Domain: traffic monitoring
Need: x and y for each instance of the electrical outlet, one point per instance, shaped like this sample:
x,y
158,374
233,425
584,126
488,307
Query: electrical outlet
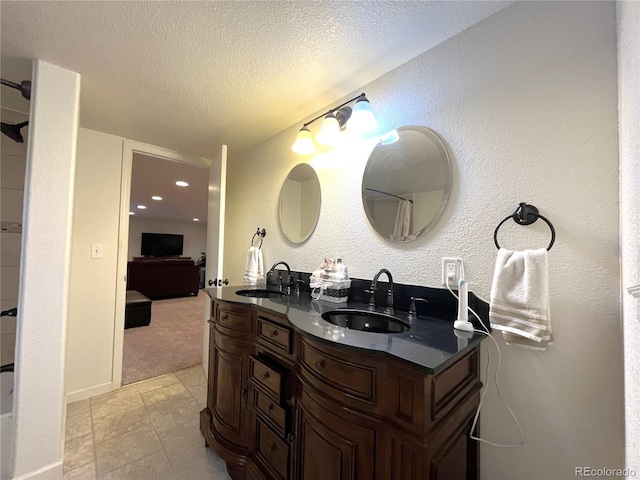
x,y
451,271
96,250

• TRY IT:
All entries need to be duplicated exactly, apart from the images.

• ANSWER TO THE EXERCISE:
Domain: traffic monitoring
Need: x and y for each instance of the electrical outlet, one point per instance, shaped like this sample:
x,y
158,374
233,425
584,126
488,307
Query: electrical outlet
x,y
451,271
96,250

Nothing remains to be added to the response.